### SHORT EXERCISE:
Reproduce the following data word for word, from the first line to the last, without altering anything.
◇ ◇ ◇ ◇
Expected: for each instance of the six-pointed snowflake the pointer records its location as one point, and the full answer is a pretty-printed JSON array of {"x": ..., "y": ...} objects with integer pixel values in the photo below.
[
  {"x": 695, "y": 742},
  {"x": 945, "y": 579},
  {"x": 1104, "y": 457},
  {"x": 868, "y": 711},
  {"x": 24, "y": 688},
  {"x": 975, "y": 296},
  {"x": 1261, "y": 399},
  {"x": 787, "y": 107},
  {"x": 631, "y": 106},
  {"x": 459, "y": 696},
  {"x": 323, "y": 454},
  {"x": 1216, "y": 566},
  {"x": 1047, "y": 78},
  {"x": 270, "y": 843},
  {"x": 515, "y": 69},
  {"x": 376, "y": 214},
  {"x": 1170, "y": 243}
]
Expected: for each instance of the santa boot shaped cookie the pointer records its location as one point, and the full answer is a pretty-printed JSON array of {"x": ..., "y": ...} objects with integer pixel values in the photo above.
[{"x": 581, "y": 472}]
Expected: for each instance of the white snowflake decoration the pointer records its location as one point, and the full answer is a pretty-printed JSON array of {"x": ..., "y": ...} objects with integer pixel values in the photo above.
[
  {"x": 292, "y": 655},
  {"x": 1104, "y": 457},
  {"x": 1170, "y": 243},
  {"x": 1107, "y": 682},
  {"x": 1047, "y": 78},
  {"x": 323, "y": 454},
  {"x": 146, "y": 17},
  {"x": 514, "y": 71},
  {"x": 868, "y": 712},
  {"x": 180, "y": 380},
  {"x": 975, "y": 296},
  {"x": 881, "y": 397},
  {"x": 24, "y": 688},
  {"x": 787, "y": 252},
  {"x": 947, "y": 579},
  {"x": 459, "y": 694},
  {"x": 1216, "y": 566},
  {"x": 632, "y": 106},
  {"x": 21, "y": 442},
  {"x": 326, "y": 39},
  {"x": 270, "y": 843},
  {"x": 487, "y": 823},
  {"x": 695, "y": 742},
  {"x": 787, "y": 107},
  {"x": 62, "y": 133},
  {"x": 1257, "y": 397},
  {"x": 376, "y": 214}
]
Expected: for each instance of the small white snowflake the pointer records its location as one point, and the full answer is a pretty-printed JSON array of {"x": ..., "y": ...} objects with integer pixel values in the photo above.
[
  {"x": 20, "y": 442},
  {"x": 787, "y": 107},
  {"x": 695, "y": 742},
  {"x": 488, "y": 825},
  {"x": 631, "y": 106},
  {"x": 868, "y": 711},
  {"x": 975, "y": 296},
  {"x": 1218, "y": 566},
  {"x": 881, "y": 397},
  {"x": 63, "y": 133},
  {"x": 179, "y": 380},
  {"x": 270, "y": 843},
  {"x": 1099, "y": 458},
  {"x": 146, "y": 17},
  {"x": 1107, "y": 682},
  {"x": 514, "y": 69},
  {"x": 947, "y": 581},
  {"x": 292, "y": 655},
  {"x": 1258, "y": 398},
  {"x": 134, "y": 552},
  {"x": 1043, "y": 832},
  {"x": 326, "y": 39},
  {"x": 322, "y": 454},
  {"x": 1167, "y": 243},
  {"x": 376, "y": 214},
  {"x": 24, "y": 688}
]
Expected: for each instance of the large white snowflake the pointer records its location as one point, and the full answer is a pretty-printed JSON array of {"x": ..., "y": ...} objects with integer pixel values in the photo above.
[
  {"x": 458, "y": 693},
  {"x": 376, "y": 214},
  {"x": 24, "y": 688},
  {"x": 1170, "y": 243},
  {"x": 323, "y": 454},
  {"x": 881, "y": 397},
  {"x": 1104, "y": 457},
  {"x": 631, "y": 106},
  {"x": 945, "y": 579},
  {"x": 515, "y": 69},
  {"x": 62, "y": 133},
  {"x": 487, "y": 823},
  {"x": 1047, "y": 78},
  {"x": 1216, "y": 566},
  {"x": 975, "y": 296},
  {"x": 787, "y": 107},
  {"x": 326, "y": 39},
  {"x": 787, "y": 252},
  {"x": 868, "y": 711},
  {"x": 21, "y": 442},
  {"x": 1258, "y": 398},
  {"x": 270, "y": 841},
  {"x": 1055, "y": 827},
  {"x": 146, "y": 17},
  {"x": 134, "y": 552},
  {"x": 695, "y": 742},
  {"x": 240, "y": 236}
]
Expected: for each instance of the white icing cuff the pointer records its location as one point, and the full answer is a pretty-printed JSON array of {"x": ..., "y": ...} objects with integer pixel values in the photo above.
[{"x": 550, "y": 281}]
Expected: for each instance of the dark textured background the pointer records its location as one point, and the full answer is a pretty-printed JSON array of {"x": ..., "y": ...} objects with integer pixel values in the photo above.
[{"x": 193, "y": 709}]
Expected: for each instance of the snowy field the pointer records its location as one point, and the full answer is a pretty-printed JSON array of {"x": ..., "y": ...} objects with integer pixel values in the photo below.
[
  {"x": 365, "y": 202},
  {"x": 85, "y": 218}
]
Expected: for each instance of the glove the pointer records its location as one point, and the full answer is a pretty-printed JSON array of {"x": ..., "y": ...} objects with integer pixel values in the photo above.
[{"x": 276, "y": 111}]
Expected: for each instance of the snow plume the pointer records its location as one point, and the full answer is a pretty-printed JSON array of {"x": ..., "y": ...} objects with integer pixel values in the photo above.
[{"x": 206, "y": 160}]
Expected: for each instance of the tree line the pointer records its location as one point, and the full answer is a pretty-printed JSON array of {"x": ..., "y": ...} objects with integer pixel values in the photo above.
◇ ◇ ◇ ◇
### FULL SOLUTION:
Expected: for each instance of the six-pointed snowflake the pointer records its location as one point, and the full answer is a pretty-printed JSON array of {"x": ..., "y": ...} objects with integer pixel values in the photo below.
[
  {"x": 695, "y": 742},
  {"x": 945, "y": 579},
  {"x": 1104, "y": 457},
  {"x": 868, "y": 711},
  {"x": 24, "y": 688},
  {"x": 975, "y": 296},
  {"x": 1261, "y": 399},
  {"x": 787, "y": 107},
  {"x": 631, "y": 106},
  {"x": 459, "y": 696},
  {"x": 323, "y": 454},
  {"x": 1216, "y": 566},
  {"x": 1047, "y": 78},
  {"x": 270, "y": 843},
  {"x": 515, "y": 69},
  {"x": 376, "y": 214},
  {"x": 1170, "y": 243}
]
Expected: for each instance of the santa boot shaped cookie the pointer records its location as one point, and the full answer is a pretty-printed JSON array of {"x": ..., "y": ...} objects with integer pixel values in the photo above.
[{"x": 581, "y": 472}]
Expected: for each instance of the white snowflake decoration the pointer records its location as one point, and the full answer is a pretty-printed JSON array of {"x": ..., "y": ...} objects with integer pixel values in the photo above.
[
  {"x": 292, "y": 655},
  {"x": 1104, "y": 457},
  {"x": 1170, "y": 243},
  {"x": 1107, "y": 682},
  {"x": 1047, "y": 78},
  {"x": 323, "y": 454},
  {"x": 146, "y": 17},
  {"x": 514, "y": 71},
  {"x": 868, "y": 712},
  {"x": 180, "y": 380},
  {"x": 975, "y": 296},
  {"x": 881, "y": 397},
  {"x": 24, "y": 688},
  {"x": 787, "y": 252},
  {"x": 947, "y": 579},
  {"x": 459, "y": 694},
  {"x": 1216, "y": 566},
  {"x": 632, "y": 106},
  {"x": 21, "y": 442},
  {"x": 326, "y": 39},
  {"x": 270, "y": 843},
  {"x": 487, "y": 823},
  {"x": 695, "y": 742},
  {"x": 787, "y": 107},
  {"x": 62, "y": 133},
  {"x": 1257, "y": 397},
  {"x": 376, "y": 214}
]
Expected: for each instance of the small white snowflake the pointer records its location as one point, and the full answer is a pretty-printed JSON array of {"x": ..., "y": ...} objects with integer pixel values in the photo above.
[
  {"x": 20, "y": 442},
  {"x": 787, "y": 107},
  {"x": 695, "y": 742},
  {"x": 488, "y": 825},
  {"x": 631, "y": 106},
  {"x": 868, "y": 711},
  {"x": 975, "y": 296},
  {"x": 1218, "y": 566},
  {"x": 881, "y": 397},
  {"x": 63, "y": 133},
  {"x": 179, "y": 380},
  {"x": 270, "y": 843},
  {"x": 1099, "y": 458},
  {"x": 146, "y": 17},
  {"x": 1107, "y": 682},
  {"x": 514, "y": 69},
  {"x": 947, "y": 581},
  {"x": 292, "y": 655},
  {"x": 1258, "y": 398},
  {"x": 134, "y": 552},
  {"x": 1043, "y": 832},
  {"x": 326, "y": 39},
  {"x": 322, "y": 454},
  {"x": 1167, "y": 243},
  {"x": 376, "y": 214},
  {"x": 24, "y": 688}
]
Expected: for each instance of the large white snowflake the pointer records its location as one point, and the full answer is a pretty-printed JSON array of {"x": ..., "y": ...} objects with integer pixel values in the photo above.
[
  {"x": 458, "y": 693},
  {"x": 376, "y": 214},
  {"x": 24, "y": 688},
  {"x": 1170, "y": 243},
  {"x": 323, "y": 454},
  {"x": 881, "y": 397},
  {"x": 1104, "y": 457},
  {"x": 631, "y": 106},
  {"x": 945, "y": 579},
  {"x": 515, "y": 69},
  {"x": 62, "y": 133},
  {"x": 487, "y": 823},
  {"x": 1047, "y": 78},
  {"x": 1216, "y": 566},
  {"x": 975, "y": 296},
  {"x": 787, "y": 107},
  {"x": 326, "y": 39},
  {"x": 787, "y": 252},
  {"x": 868, "y": 711},
  {"x": 21, "y": 442},
  {"x": 1258, "y": 398},
  {"x": 270, "y": 841},
  {"x": 1055, "y": 827},
  {"x": 146, "y": 17},
  {"x": 134, "y": 552},
  {"x": 695, "y": 742},
  {"x": 240, "y": 236}
]
Expected: for each instance of the white icing cuff the pointer records its location as one point, and the full answer is a pretty-printed JSON array of {"x": ..., "y": ...} objects with integer pixel values in the photo above.
[{"x": 550, "y": 281}]
Expected: for each instance of the dark textured background the pointer records its location as one point, and the full answer is a pretty-printed JSON array of {"x": ..., "y": ...} objects with integer pixel values in the photo above.
[{"x": 193, "y": 709}]
Expected: for each instance of the snowy field the pointer records its location as one point, and the full answer is a pretty-printed JSON array of {"x": ..., "y": ...} objects with integer pixel values in the photo below.
[
  {"x": 365, "y": 202},
  {"x": 85, "y": 218}
]
Expected: for each instance of the glove the pointer records its location as one point, and the full answer is a pretty-printed JSON array of {"x": ..., "y": ...} objects with integer pixel values in the photo above.
[{"x": 276, "y": 111}]
Expected: for each instance of the snow plume the pointer records its location as one point, and the full answer is a pretty-printed JSON array of {"x": ..., "y": ...} objects with integer pixel values in the photo above.
[{"x": 206, "y": 160}]
Expected: for each instance of the tree line the pointer records its location as one point, and the full answer is a pretty-printed JSON array of {"x": ..., "y": ...} objects with integer pixel values in the photo above.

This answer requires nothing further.